--- Start EXCERPTED DATA ---

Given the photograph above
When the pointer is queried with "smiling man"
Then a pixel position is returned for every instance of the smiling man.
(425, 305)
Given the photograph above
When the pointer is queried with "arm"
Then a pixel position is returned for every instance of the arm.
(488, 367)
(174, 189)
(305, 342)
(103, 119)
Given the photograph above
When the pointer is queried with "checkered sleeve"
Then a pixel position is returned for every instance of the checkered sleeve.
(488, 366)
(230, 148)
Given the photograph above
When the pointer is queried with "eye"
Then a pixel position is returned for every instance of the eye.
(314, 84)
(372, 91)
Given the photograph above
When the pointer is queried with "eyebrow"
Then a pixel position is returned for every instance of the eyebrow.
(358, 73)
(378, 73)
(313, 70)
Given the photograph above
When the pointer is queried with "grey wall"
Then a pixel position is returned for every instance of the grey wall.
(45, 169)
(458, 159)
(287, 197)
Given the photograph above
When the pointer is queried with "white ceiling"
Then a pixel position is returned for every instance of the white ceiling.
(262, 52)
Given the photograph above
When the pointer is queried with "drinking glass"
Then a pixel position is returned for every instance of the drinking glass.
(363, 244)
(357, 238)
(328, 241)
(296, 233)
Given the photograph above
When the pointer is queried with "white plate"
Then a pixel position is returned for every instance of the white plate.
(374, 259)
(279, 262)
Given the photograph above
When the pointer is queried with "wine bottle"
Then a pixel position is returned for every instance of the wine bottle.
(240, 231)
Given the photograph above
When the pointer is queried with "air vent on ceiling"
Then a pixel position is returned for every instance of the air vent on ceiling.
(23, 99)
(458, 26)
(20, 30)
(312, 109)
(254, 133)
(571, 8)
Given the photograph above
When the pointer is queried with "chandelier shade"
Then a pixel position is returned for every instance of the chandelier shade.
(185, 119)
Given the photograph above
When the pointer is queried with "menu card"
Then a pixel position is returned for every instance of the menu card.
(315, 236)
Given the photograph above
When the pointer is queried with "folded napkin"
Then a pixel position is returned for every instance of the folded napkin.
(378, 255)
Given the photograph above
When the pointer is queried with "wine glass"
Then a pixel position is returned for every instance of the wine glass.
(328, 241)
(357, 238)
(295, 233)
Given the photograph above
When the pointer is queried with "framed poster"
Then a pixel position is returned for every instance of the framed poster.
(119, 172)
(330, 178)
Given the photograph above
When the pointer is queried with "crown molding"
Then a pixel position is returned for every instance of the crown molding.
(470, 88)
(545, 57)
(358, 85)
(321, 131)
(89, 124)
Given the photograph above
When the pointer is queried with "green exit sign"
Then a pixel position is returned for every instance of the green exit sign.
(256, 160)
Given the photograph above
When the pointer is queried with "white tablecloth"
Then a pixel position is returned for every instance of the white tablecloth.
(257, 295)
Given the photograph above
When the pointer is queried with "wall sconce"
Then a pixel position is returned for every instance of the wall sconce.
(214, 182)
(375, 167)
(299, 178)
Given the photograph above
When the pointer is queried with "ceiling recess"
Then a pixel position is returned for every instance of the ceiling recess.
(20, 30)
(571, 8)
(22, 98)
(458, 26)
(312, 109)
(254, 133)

--- End EXCERPTED DATA ---

**WHAT IS BEING ASKED**
Output all of the data above without any alteration.

**WRITTEN REPLY**
Given the photograph above
When the pointer is queried with "smiling man"
Then a pixel position is returned for every instance of the smiling man.
(425, 305)
Given the photograph above
When the pointer is queried with "arm"
Then a pixel position is returned for every instance of the arm.
(488, 367)
(174, 189)
(305, 342)
(103, 119)
Given the photograph above
When the pointer is queried with "checkered sleeve"
Then a pixel position is returned for every instance of the checkered sleeve.
(488, 366)
(230, 148)
Given the photograph above
When the pointer is queried with "eye"
Then a pixel position is returned for every instance of the eye.
(314, 84)
(372, 91)
Given the photograph above
When the pointer is queried with "eyebrow"
Then a pixel position is returned for every instance of the eyebrow.
(358, 73)
(378, 73)
(313, 70)
Given the photograph above
When the pointer is queried with "grey wall"
Then a pixel position is returned for every instance of the grey wall.
(45, 169)
(458, 159)
(287, 197)
Given the photograph above
When the pointer is queried with "white ceiling"
Then a pixel position is returned for every instance of the white ceiling.
(262, 52)
Given the photograph above
When the pointer is queried with "drinking glass"
Then a pixel position is returned for every instance of the drinking glass.
(363, 244)
(357, 238)
(328, 241)
(296, 233)
Given the photograph above
When the pointer is queried with "white plate"
Then a pixel position is returned for every instance of the white plate.
(374, 259)
(279, 262)
Given the photograph above
When the pointer is queried with "wine bottle"
Then a pixel position is returned for every instance of the wine bottle.
(240, 231)
Given the photograph above
When the pointer is queried with "air vent on ceiling"
Then a pixel position is returned for every instance of the air vent on ceiling.
(23, 99)
(458, 26)
(20, 30)
(312, 109)
(254, 133)
(571, 8)
Given the photograph above
When the pointer is queried with "chandelier shade"
Then a pixel position is returned for every instance of the chandelier shade.
(185, 119)
Given the photograph above
When the pointer is queried with "menu card"
Then a pixel position is returned for every instance of the menu card.
(315, 236)
Given the photograph above
When the pointer is queried with "folded napkin"
Then a pixel position is returned for every instance of the folded napkin.
(378, 255)
Given the photograph above
When the pointer is queried with "wine glass"
Then a pixel position is returned for every instance of the wine glass.
(328, 241)
(357, 238)
(295, 233)
Given the photograph above
When the pointer is queried with "framed poster"
Then a pixel position is returned for every instance of the framed poster.
(119, 172)
(330, 178)
Given the photograph above
When the pointer is queried with "crown molding"
Then a pixel position is returned for every instance of the crown molding.
(470, 88)
(545, 57)
(358, 85)
(321, 131)
(89, 124)
Given the photograph above
When the pointer is queried with "green exit sign"
Then a pixel position is returned for every instance of the green exit sign.
(256, 160)
Given the photograph above
When the pointer is queried with "white tablecloth"
Then a pixel position is returned for every instance of the white tablecloth.
(257, 295)
Given the photograph above
When the pointer is queried with "wall sconce"
Then a pixel position is returned for every instance of the wall sconce.
(214, 182)
(375, 167)
(299, 178)
Given the photograph above
When the pointer is queried with "ceiling recess"
Then a pixel position is returned for every instance of the ceiling recess.
(20, 30)
(571, 8)
(22, 98)
(458, 26)
(312, 109)
(254, 133)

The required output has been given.